# Your objective
From the passage on Conway's Law below, list every option it gives leadership teams for dealing with that law.

# Selected extract
· · · ·
You haven’t truly lived as a software executive until your largest customer calls you to complain that interacting with sales, support, and services feels like working with three different companies (especially if all fall under your remit as the leader).

With rare exception, tech companies are organized by functional department; product management, engineering, sales, services, support, success, finance, HR, and so forth.

Each department has a set of roles, processes, metrics, and technologies it uses to complete its execute against its assigned duties.

Departmental structures are good for company managers who need to create efficiency through scale and mentor staff in core functional expertise (e.g. marketing, sales, support).

But the modern department structure of an organization is a disaster for customer experience. The organizational boundaries between these teams seem like little cracks to us, but to customers they feel more like crevasses.

The chasms between our departments are where customer success goes to die.

This is Conway’s Law in action.

While it’s difficult to eliminate the effects of Conway's Law, leadership teams have several options for dealing with it:

  1. Ignore it - pretend it doesn’t exist
  2. Accept it - implement strict processes between teams
  3. Minimize its impact - change the org's communication patterns to reduce its effects

I'm guessing we all agree that ignoring Conway’s Law isn’t the answer.

And rigid processes between teams are brittle, slow, and are not necessarily good for customers either.
· · · ·
# Records shown
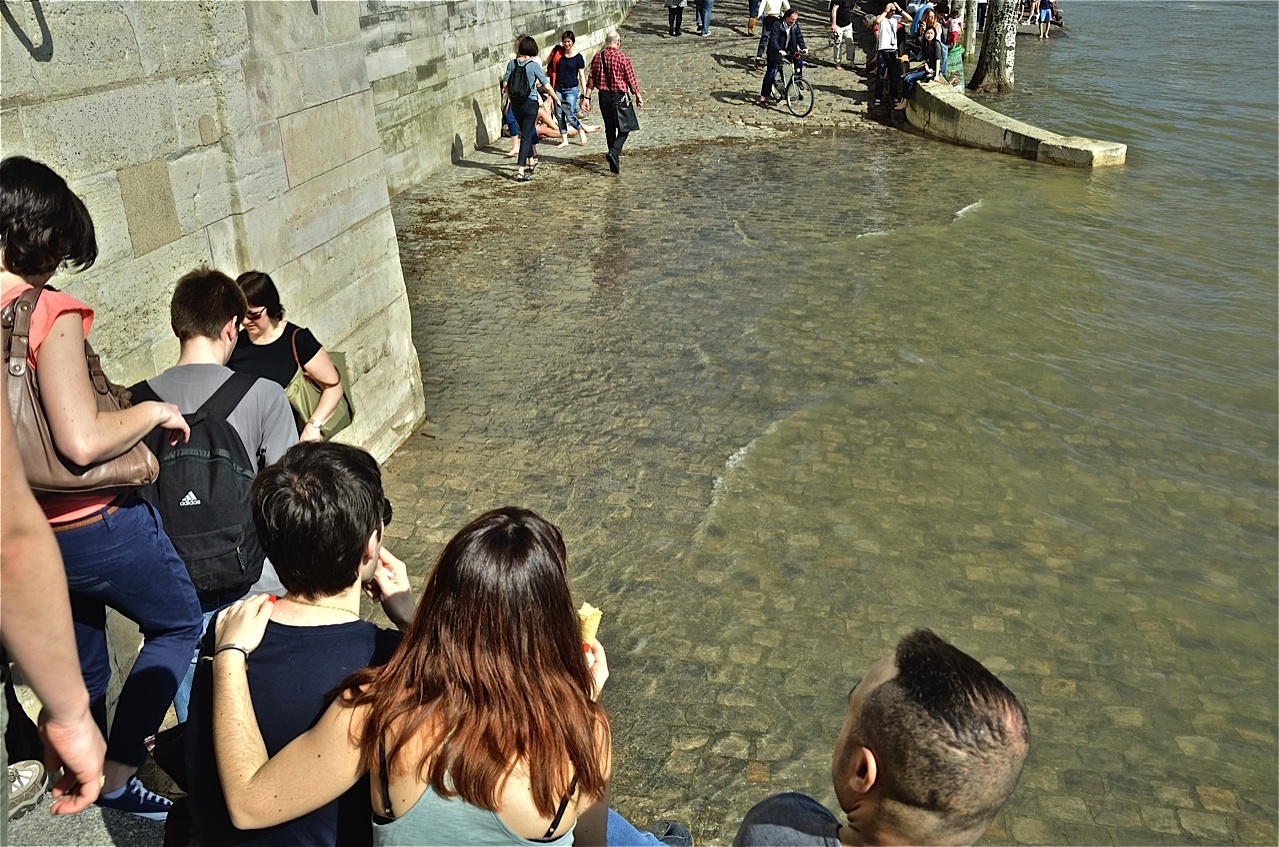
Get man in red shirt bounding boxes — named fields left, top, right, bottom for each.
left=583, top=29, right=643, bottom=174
· · · ·
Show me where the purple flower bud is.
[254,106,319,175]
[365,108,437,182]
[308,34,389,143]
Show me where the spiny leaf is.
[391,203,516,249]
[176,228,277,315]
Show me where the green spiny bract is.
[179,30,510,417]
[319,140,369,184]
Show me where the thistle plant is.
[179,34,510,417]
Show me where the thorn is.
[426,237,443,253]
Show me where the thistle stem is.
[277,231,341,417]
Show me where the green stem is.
· · · ·
# Output of the task
1. Ignore it: pretend it doesn't exist
2. Accept it: implement strict processes between teams
3. Minimize its impact: change the org's communication patterns to reduce its effects